═══ Data provided

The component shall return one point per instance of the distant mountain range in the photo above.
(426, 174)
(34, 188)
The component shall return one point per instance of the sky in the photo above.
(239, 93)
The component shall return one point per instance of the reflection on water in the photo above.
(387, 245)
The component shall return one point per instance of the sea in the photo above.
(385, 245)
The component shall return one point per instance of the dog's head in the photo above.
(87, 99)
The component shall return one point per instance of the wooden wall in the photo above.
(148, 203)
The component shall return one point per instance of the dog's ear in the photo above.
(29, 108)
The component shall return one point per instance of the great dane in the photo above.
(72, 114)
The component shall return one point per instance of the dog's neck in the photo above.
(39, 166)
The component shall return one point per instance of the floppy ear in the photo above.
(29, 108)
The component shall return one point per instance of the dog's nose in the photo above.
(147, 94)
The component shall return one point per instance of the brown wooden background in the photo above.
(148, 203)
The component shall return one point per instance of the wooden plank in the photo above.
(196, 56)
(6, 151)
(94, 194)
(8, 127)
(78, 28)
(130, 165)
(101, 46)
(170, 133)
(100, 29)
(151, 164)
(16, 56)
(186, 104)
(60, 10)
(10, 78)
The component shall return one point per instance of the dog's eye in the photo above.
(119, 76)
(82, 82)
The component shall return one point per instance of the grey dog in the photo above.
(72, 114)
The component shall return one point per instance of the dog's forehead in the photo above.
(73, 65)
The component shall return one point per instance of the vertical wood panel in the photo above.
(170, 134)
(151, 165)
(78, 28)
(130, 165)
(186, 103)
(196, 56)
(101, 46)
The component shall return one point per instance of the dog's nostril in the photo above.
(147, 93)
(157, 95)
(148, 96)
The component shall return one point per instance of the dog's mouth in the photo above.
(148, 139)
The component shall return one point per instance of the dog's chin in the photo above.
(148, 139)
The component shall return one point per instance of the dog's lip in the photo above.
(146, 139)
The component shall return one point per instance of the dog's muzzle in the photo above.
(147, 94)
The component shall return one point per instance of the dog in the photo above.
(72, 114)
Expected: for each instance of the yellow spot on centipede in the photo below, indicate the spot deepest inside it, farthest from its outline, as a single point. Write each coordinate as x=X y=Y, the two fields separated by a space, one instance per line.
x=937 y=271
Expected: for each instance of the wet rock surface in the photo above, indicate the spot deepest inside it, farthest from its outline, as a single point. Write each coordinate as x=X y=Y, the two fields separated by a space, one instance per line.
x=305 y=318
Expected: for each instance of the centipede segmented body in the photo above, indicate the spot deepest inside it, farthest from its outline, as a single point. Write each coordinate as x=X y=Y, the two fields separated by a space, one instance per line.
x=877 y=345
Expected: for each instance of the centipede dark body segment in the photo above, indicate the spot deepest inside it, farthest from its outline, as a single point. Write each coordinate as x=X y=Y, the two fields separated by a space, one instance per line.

══════

| How to complete this task |
Repeat all of the entries above exactly.

| Expected output |
The component shall return one point per instance of the distant mountain range in the photo above.
(426, 174)
(34, 188)
The component shall return one point per instance of the sky in the photo above.
(239, 93)
The component shall return one point per instance of the reflection on water in the photo above.
(387, 245)
The component shall return one point per instance of the sea in the photo above.
(385, 245)
The component shall return one point per instance of the dog's head in the photo above.
(87, 99)
The component shall return one point per instance of the wooden wall in the photo above.
(148, 203)
The component shall return one point per instance of the dog's ear in the photo above.
(29, 108)
The component shall return one point per instance of the great dane in the photo above.
(72, 114)
The component shall return one point per instance of the dog's neck in the photo above.
(39, 166)
The component shall return one point per instance of the floppy ear in the photo above.
(29, 108)
The component shall return one point per instance of the dog's nose in the photo above.
(147, 94)
The component shall return one point per instance of the brown wooden background in the photo above.
(148, 203)
The component shall return one point per instance of the wooden plank in the photo above.
(196, 56)
(6, 151)
(94, 194)
(8, 127)
(78, 28)
(130, 165)
(101, 46)
(170, 133)
(100, 29)
(151, 164)
(16, 56)
(186, 104)
(60, 10)
(10, 78)
The component shall return one point per instance of the dog's eye in the photo above.
(119, 76)
(82, 82)
The component shall return one point per instance of the grey dog in the photo above.
(72, 114)
The component shall return one point per instance of the dog's forehead in the photo above.
(73, 65)
The component shall return one point per instance of the vertical wood panel in the photo above.
(170, 134)
(151, 165)
(78, 28)
(130, 165)
(186, 103)
(196, 56)
(101, 46)
The component shall return one point per instance of the dog's nostril in the photo above.
(147, 93)
(157, 95)
(148, 96)
The component shall return one point per instance of the dog's mouth in the photo above.
(148, 139)
The component shall return one point per instance of the dog's chin in the photo above.
(148, 139)
The component shall return one point per instance of the dog's lip in the photo above.
(146, 139)
The component shall return one point per instance of the dog's muzzle in the photo above.
(147, 94)
The component shall return one point per instance of the dog in the photo above.
(72, 114)
Expected: for each instance of the yellow spot on centipede in the photo below, indicate the spot deepest inside it, farthest from its outline, as a single point. Write each coordinate as x=X y=Y, the two fields separated by a space, one instance per line.
x=937 y=271
Expected: for each instance of the wet rock surface in the photo above, indicate the spot deepest inside it, farthest from its outline, as a single point. Write each coordinate as x=X y=Y, the two fields separated by a space, one instance per line.
x=305 y=318
Expected: for each instance of the centipede segmented body in the photo above, indicate the spot deepest inside it, farthest from its outline, as a single point. Write each coordinate as x=X y=Y, the two fields separated by a space, one instance per line.
x=877 y=345
Expected: for each instance of the centipede dark body segment in the photo above, indicate the spot deepest inside it, farthest from its outline, as a single point. Write each coordinate as x=X y=Y, the two fields separated by a space, one instance per line.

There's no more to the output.